- REQUIRED ACTIONS -
• a. Could you copy, word for word, the part of the memoir interview that opens with the words containing "A series of" and closes with "stuff in between."?
• b. Please continue the memoir interview, starting right after its last line.

- SOURCE PASSAGE -
============================================================

Why did you begin writing in 2008?
After losing the election by 1,180 votes, a buddy of mine said, “OK, go into your cave and lick your wounds for six months.” That’s when I began writing this book, but then an opportunity at the Bill Reid Gallery came along, so the book was stalled.
At the end of those six months of writing, what had you produced?
A series of stories that just seemed to bubble up. But, when I returned to the project, when COVID began and I had left the Bill Reid, it was pointed out to me by those who read the script that it desperately needed structure, that I couldn’t just run the stories all together. That’s when we came up with the three blocks that tied my values to my career.
If someone wanted to write a memoir, what advice would you give them?
No. 1: Block out a chunk of time to write; ideally six months. No. 2: Approach it as a piece of work; be disciplined and write every day. No. 3: Be responsive to the bubble-up type of story and document them as they bubble. No. 4: Structure. The time sequence in a memoir is key, or it will be all over the map. Remember, it likely should start with birth and death and include all the stuff in between.

============================================================

- SUPPLIED MATERIAL -
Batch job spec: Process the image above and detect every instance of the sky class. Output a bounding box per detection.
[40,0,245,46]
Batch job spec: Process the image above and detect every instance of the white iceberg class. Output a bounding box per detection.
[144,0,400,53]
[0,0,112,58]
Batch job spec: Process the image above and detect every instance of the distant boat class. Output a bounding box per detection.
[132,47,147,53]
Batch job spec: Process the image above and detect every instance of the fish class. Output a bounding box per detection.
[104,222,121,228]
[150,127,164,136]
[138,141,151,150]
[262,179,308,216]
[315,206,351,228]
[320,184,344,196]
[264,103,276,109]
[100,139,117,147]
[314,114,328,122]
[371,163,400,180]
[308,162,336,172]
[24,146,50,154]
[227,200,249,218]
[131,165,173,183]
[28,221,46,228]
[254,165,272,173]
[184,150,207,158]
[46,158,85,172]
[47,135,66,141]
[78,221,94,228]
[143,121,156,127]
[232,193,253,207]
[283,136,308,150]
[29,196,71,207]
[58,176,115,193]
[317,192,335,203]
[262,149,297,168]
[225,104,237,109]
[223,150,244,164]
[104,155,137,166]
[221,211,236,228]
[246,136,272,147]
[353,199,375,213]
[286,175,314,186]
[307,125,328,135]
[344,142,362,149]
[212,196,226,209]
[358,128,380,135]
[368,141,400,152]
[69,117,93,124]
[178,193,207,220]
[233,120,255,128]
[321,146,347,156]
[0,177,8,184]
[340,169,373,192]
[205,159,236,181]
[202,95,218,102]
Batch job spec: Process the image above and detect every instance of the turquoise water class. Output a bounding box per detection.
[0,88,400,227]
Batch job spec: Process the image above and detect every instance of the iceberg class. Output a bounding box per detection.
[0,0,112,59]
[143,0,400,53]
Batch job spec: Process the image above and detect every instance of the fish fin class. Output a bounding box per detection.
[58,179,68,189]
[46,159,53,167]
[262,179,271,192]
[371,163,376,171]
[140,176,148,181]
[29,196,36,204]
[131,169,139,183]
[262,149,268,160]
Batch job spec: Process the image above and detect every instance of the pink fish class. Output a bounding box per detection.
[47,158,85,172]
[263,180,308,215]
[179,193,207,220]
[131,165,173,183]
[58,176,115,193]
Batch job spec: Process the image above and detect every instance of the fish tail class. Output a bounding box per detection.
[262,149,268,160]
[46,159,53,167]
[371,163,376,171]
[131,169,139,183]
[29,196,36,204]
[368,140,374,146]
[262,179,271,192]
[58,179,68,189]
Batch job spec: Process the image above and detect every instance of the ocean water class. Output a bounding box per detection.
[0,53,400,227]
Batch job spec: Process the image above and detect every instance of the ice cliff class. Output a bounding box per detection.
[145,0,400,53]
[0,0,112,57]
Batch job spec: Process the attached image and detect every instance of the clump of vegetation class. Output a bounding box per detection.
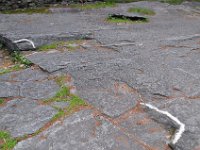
[0,51,32,75]
[39,40,82,51]
[70,1,117,10]
[106,15,148,24]
[1,7,50,15]
[11,51,32,67]
[0,131,17,150]
[128,7,156,15]
[0,64,24,75]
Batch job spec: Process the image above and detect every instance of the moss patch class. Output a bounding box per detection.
[0,7,50,15]
[0,64,23,75]
[128,7,156,15]
[0,131,17,150]
[0,51,32,75]
[69,1,117,10]
[0,98,4,105]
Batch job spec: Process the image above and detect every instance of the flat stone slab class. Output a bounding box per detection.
[14,110,145,150]
[0,82,20,97]
[0,68,48,82]
[0,98,57,137]
[0,2,200,150]
[0,32,92,51]
[0,68,60,100]
[20,80,60,100]
[119,111,169,150]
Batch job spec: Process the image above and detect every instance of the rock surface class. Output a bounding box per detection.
[0,2,200,150]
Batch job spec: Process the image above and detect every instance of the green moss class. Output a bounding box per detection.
[69,95,87,108]
[0,98,4,104]
[0,64,24,75]
[69,1,116,10]
[51,109,65,121]
[106,16,148,24]
[11,51,33,67]
[1,7,50,15]
[128,7,155,15]
[0,131,17,150]
[0,51,32,75]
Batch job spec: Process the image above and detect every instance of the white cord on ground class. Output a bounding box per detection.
[140,103,185,144]
[14,39,36,48]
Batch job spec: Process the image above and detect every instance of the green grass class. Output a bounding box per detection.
[0,98,4,105]
[128,7,155,15]
[69,1,117,10]
[38,40,82,51]
[106,16,148,24]
[0,131,17,150]
[0,7,50,15]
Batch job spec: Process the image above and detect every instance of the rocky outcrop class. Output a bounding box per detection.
[0,0,103,11]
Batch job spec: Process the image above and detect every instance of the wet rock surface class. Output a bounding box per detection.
[0,2,200,150]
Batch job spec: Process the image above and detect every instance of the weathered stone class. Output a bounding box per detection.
[14,110,144,150]
[0,2,200,150]
[51,102,69,109]
[0,99,57,137]
[0,68,48,82]
[0,32,92,51]
[120,112,169,150]
[20,80,60,100]
[0,82,20,97]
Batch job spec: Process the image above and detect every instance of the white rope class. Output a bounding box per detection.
[14,39,36,48]
[140,103,185,144]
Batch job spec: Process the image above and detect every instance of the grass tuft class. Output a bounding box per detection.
[69,1,117,10]
[0,131,17,150]
[128,7,156,15]
[106,16,149,24]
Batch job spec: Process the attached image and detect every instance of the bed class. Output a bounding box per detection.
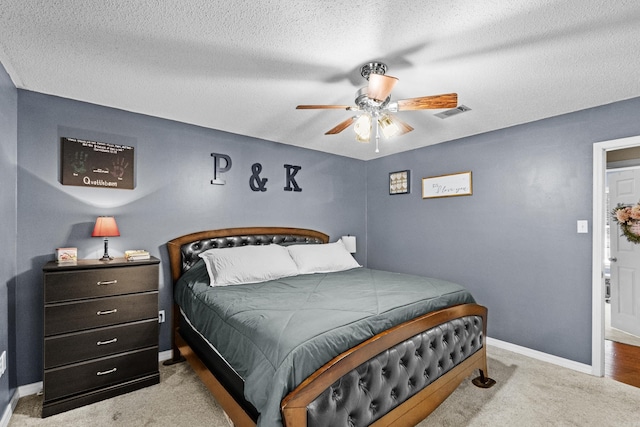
[167,227,495,427]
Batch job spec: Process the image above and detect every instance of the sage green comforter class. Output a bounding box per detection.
[175,261,475,427]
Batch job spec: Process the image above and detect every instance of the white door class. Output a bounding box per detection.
[607,168,640,336]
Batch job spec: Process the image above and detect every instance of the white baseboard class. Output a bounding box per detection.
[0,390,20,427]
[0,350,173,427]
[487,337,593,375]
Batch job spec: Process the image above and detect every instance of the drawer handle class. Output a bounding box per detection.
[96,368,118,376]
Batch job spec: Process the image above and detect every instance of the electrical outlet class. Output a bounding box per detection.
[0,351,7,377]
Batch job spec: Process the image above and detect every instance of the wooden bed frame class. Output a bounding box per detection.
[165,227,495,427]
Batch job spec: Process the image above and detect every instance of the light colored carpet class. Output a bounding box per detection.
[9,346,640,427]
[604,303,640,347]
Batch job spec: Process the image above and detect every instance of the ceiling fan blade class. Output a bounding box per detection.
[296,105,352,110]
[389,114,413,136]
[397,93,458,111]
[325,116,357,135]
[367,73,398,101]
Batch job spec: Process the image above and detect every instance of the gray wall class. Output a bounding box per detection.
[0,64,18,418]
[0,69,640,394]
[16,90,366,385]
[367,99,640,364]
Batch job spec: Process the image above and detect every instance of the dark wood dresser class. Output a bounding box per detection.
[42,257,160,417]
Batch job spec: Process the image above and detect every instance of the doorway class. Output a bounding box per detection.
[591,136,640,376]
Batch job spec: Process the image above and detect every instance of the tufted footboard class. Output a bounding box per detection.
[282,304,486,427]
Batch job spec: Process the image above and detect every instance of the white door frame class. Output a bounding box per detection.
[591,136,640,377]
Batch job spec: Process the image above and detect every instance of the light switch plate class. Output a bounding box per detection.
[578,219,589,233]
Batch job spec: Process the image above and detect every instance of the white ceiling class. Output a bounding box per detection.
[0,0,640,160]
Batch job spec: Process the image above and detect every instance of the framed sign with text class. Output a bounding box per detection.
[60,138,134,190]
[422,171,473,199]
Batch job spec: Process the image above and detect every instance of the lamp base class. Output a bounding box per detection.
[98,237,113,261]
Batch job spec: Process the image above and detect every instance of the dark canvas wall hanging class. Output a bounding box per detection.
[61,138,134,190]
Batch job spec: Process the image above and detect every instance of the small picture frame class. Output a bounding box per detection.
[389,170,411,195]
[56,248,78,264]
[422,171,473,199]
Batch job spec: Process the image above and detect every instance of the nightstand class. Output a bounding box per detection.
[42,257,160,417]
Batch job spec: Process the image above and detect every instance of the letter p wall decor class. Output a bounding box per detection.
[211,153,231,185]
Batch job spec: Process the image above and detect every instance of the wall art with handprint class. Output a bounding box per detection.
[61,138,134,190]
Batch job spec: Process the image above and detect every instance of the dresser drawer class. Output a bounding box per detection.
[44,319,158,369]
[44,265,158,303]
[44,291,158,337]
[44,347,158,401]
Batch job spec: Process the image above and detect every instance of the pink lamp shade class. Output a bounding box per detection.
[91,216,120,237]
[91,216,120,261]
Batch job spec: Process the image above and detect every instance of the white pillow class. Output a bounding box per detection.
[198,245,298,286]
[287,240,361,274]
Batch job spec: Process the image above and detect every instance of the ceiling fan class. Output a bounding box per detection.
[296,62,458,153]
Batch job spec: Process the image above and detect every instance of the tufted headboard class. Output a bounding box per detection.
[167,227,329,283]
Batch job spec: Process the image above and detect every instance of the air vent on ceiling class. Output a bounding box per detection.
[434,104,471,119]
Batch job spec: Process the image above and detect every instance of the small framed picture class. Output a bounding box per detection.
[56,248,78,264]
[389,170,411,194]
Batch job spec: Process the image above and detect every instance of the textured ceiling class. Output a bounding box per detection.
[0,0,640,160]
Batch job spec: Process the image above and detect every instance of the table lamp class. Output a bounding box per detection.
[91,216,120,261]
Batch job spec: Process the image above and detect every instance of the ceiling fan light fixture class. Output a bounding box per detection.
[378,116,400,139]
[353,114,371,142]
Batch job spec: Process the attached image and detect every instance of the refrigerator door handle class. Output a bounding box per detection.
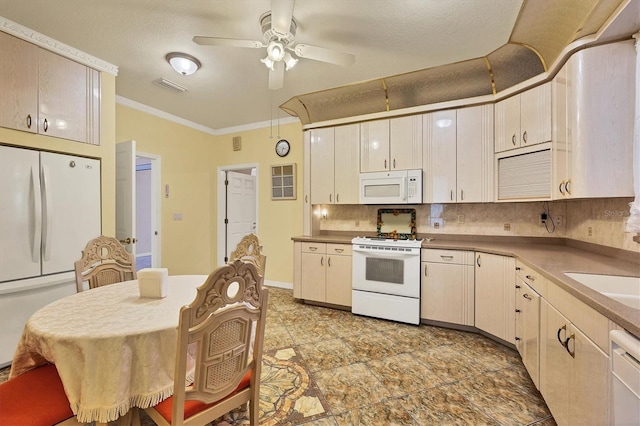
[42,166,53,261]
[31,166,42,263]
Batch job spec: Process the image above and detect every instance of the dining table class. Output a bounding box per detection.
[9,275,207,423]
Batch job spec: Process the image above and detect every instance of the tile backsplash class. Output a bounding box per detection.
[314,198,640,252]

============================================================

- ANSWERS FOR EACH ITEM -
• a.
A series of stories that just seemed to bubble up. But, when I returned to the project, when COVID began and I had left the Bill Reid, it was pointed out to me by those who read the script that it desperately needed structure, that I couldn’t just run the stories all together. That’s when we came up with the three blocks that tied my values to my career.
If someone wanted to write a memoir, what advice would you give them?
No. 1: Block out a chunk of time to write; ideally six months. No. 2: Approach it as a piece of work; be disciplined and write every day. No. 3: Be responsive to the bubble-up type of story and document them as they bubble. No. 4: Structure. The time sequence in a memoir is key, or it will be all over the map. Remember, it likely should start with birth and death and include all the stuff in between.

• b.
Endings are often so difficult to write, and yours is a bit of a fantasy. How did that come to be?
Without giving too much away, my challenge was to see if I could write a conclusion that bundles up the gifts of all the people who have played a role in the stories. After all, a memoir is a collection of stories, right?
The jobs you had early in your career, before you joined the Arctic Institute, seemed to be frustrating and in conflict with your values; how do you know when things are not aligned?
Much of the work I did in the oil patch (in an environmental and social affairs group with Petro-Canada, and then in community affairs with PolarGas) didn’t go anywhere, so that was frustrating. Secondly, it was difficult working with people who had fundamentally different values and were in opposition to what I was trying to do. My jobs in the patch were to integrate the local environmental and social realities with the projects' technologies, economics and employment potentials.
You likely didn’t use the word “mentorship” when you were a university student or a new grad but, upon looking back, who were your mentors?
I didn’t have mentors, per se. But I had strong influences — some of whom came into my life lightly, others with a thud. Some may have said, “Well, this is what I did when I was confronting that.” Others may have been more blunt and said, “Clearly, you need to get a new job. You need to apply yourself in a different way.” And then, I was lucky enough to have many Indigenous Elders in my life who, by virtue of age and experience, gave me wisdom and advice.
The importance of understanding and living your values is what knits this book together. What values were you raised to follow?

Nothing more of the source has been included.